> **Available records**
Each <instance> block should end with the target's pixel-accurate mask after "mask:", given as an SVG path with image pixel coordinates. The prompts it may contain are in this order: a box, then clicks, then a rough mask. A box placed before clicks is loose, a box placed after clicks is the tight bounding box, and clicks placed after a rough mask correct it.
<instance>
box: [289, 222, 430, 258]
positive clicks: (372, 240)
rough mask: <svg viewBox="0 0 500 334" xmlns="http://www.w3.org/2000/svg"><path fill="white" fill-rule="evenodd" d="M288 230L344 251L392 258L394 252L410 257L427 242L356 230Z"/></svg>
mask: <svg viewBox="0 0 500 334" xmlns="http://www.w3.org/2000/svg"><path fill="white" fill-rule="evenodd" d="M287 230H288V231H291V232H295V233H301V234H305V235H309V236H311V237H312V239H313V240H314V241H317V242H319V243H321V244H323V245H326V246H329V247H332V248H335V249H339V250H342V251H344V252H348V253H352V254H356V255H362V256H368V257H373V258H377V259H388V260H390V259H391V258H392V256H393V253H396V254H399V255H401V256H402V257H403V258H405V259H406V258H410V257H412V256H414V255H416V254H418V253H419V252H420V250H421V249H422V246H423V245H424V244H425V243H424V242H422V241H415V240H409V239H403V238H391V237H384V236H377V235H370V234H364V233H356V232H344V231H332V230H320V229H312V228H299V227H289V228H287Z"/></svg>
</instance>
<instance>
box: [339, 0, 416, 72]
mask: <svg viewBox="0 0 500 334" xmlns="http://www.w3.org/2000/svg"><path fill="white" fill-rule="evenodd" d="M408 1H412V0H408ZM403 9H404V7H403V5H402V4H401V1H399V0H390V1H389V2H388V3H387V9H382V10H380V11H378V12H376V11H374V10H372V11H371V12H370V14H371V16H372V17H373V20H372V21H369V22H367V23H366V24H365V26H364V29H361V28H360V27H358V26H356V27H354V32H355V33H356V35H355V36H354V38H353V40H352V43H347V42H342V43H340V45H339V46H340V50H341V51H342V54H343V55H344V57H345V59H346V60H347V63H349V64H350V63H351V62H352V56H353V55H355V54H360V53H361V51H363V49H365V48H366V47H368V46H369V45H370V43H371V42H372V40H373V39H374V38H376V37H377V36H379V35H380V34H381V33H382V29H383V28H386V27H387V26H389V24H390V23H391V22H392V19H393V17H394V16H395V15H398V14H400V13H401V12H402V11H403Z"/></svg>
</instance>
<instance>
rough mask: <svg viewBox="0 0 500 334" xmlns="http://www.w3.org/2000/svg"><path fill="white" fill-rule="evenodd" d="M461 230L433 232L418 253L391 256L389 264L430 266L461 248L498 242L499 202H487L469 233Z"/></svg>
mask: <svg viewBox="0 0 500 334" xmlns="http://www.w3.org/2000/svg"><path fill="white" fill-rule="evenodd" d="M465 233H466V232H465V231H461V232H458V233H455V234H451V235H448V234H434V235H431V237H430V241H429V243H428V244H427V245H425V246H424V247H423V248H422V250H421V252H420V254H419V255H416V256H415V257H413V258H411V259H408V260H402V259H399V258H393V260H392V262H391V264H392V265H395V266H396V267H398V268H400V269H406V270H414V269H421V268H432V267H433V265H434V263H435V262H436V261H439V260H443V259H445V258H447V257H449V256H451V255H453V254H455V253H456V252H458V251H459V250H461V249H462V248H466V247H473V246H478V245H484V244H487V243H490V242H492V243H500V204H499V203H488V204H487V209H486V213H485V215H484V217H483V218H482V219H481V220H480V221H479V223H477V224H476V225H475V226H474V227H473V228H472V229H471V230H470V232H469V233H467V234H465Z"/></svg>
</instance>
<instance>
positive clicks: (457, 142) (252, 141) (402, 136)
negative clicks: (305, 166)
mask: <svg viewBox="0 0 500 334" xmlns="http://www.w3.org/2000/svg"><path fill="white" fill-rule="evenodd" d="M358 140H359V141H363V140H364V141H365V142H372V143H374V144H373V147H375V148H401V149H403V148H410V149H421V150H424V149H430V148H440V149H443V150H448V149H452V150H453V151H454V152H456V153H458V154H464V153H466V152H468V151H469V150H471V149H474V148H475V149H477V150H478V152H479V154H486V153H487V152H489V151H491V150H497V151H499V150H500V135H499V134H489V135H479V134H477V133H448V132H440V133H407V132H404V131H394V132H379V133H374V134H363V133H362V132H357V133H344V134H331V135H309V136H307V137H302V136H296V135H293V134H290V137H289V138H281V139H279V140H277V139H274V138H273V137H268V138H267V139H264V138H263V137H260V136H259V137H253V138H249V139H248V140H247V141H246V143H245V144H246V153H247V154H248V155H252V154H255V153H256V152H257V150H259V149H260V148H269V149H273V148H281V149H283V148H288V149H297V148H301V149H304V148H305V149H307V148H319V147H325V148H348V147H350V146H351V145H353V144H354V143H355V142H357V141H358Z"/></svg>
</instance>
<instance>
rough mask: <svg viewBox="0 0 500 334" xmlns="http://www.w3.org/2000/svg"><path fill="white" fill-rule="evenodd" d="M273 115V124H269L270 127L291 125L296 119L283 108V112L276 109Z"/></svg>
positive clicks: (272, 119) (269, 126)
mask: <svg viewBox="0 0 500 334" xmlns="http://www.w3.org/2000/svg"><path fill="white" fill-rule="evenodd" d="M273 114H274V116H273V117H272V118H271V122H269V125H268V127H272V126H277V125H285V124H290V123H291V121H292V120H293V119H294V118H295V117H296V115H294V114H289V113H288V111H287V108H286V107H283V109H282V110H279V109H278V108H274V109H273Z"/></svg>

> **Task to carry out**
Copy the data above with every "positive clicks" changed to "foreground clicks" and everything else left as it is.

> **Task solution**
Each <instance> block should end with the target's pixel-accurate mask after "mask:", given as an SVG path with image pixel coordinates. The prompts it may contain are in this order: a box, then clicks, then a rough mask. A box placed before clicks is loose, a box placed after clicks is the tight bounding box, and clicks placed after a rough mask correct it.
<instance>
box: [289, 222, 430, 258]
foreground clicks: (372, 240)
rough mask: <svg viewBox="0 0 500 334" xmlns="http://www.w3.org/2000/svg"><path fill="white" fill-rule="evenodd" d="M288 230L344 251L392 258L394 252L410 257L427 242L356 230Z"/></svg>
mask: <svg viewBox="0 0 500 334" xmlns="http://www.w3.org/2000/svg"><path fill="white" fill-rule="evenodd" d="M287 230H288V231H291V232H295V233H301V234H305V235H309V236H311V237H312V239H313V240H314V241H317V242H319V243H321V244H323V245H326V246H329V247H332V248H335V249H339V250H342V251H344V252H348V253H352V254H356V255H362V256H368V257H373V258H377V259H388V260H390V259H391V258H392V256H393V253H396V254H399V255H401V256H402V257H403V258H405V259H406V258H410V257H412V256H414V255H416V254H418V253H419V252H420V250H421V249H422V246H423V245H424V244H425V243H424V242H422V241H415V240H409V239H403V238H391V237H384V236H377V235H370V234H364V233H356V232H344V231H332V230H320V229H312V228H299V227H289V228H287Z"/></svg>
</instance>
<instance>
box: [339, 0, 416, 72]
mask: <svg viewBox="0 0 500 334" xmlns="http://www.w3.org/2000/svg"><path fill="white" fill-rule="evenodd" d="M408 1H412V0H408ZM403 9H404V7H403V5H402V4H401V1H399V0H390V1H389V2H388V3H387V9H382V10H380V11H378V12H376V11H374V10H372V11H371V12H370V14H371V16H372V17H373V20H372V21H369V22H367V23H366V24H365V26H364V29H361V28H360V27H358V26H356V27H354V32H355V33H356V35H355V36H354V38H353V40H352V43H347V42H342V43H340V45H339V46H340V50H341V51H342V54H343V55H344V57H345V59H346V60H347V63H349V64H350V63H351V62H352V56H353V55H355V54H360V53H361V51H363V49H365V48H366V47H368V46H369V45H370V43H371V42H372V40H373V39H374V38H376V37H377V36H379V35H380V34H381V33H382V29H383V28H386V27H387V26H389V24H390V23H391V22H392V19H393V17H394V16H395V15H398V14H400V13H401V12H402V11H403Z"/></svg>
</instance>
<instance>
rough mask: <svg viewBox="0 0 500 334" xmlns="http://www.w3.org/2000/svg"><path fill="white" fill-rule="evenodd" d="M461 230L433 232L418 253L391 256L389 264L430 266L461 248L498 242L499 202H487L469 233Z"/></svg>
mask: <svg viewBox="0 0 500 334" xmlns="http://www.w3.org/2000/svg"><path fill="white" fill-rule="evenodd" d="M465 233H466V232H465V231H461V232H458V233H455V234H451V235H448V234H434V235H431V237H430V241H429V243H428V244H427V245H425V246H424V247H423V248H422V250H421V252H420V254H419V255H416V256H415V257H413V258H411V259H408V260H402V259H399V258H393V260H392V262H391V264H392V265H395V266H396V267H398V268H400V269H406V270H414V269H421V268H432V267H433V265H434V263H435V262H436V261H439V260H443V259H445V258H447V257H449V256H451V255H453V254H455V253H456V252H458V251H459V250H461V249H462V248H466V247H473V246H478V245H484V244H487V243H490V242H492V243H500V204H499V203H488V204H487V209H486V213H485V215H484V217H483V218H482V219H481V220H480V221H479V223H477V224H476V225H475V226H474V227H473V228H472V229H471V230H470V232H469V233H467V234H465Z"/></svg>
</instance>
<instance>
foreground clicks: (457, 142) (252, 141) (402, 136)
negative clicks: (305, 166)
mask: <svg viewBox="0 0 500 334" xmlns="http://www.w3.org/2000/svg"><path fill="white" fill-rule="evenodd" d="M358 140H359V141H363V140H364V141H365V142H372V143H374V144H373V147H375V148H401V149H403V148H410V149H421V150H424V149H430V148H440V149H443V150H448V149H452V150H453V151H454V152H456V153H458V154H464V153H466V152H468V151H469V150H471V149H474V148H475V149H477V150H478V152H479V154H486V153H487V152H489V151H491V150H497V151H499V150H500V135H499V134H489V135H479V134H477V133H448V132H440V133H407V132H404V131H394V132H379V133H374V134H363V133H362V132H357V133H344V134H331V135H309V136H307V137H302V136H296V135H293V134H290V137H289V138H281V139H279V140H277V139H274V138H273V137H268V138H267V139H264V138H263V137H260V136H259V137H253V138H249V139H248V140H247V141H246V143H245V144H246V153H247V154H248V155H252V154H255V153H256V152H257V150H259V149H260V148H269V149H273V148H281V149H283V148H288V149H297V148H301V149H304V148H305V149H307V148H319V147H325V148H348V147H350V146H351V145H353V144H354V143H355V142H357V141H358Z"/></svg>
</instance>
<instance>
rough mask: <svg viewBox="0 0 500 334" xmlns="http://www.w3.org/2000/svg"><path fill="white" fill-rule="evenodd" d="M273 115V124H269L270 127L291 125L296 119L283 108V112L276 109Z"/></svg>
foreground clicks: (272, 119) (269, 126)
mask: <svg viewBox="0 0 500 334" xmlns="http://www.w3.org/2000/svg"><path fill="white" fill-rule="evenodd" d="M273 114H274V116H273V117H272V118H271V122H269V125H268V127H272V126H277V125H285V124H290V123H291V121H292V120H293V119H294V118H295V117H296V115H294V114H289V113H288V111H287V108H286V107H283V109H282V110H279V109H278V108H274V109H273Z"/></svg>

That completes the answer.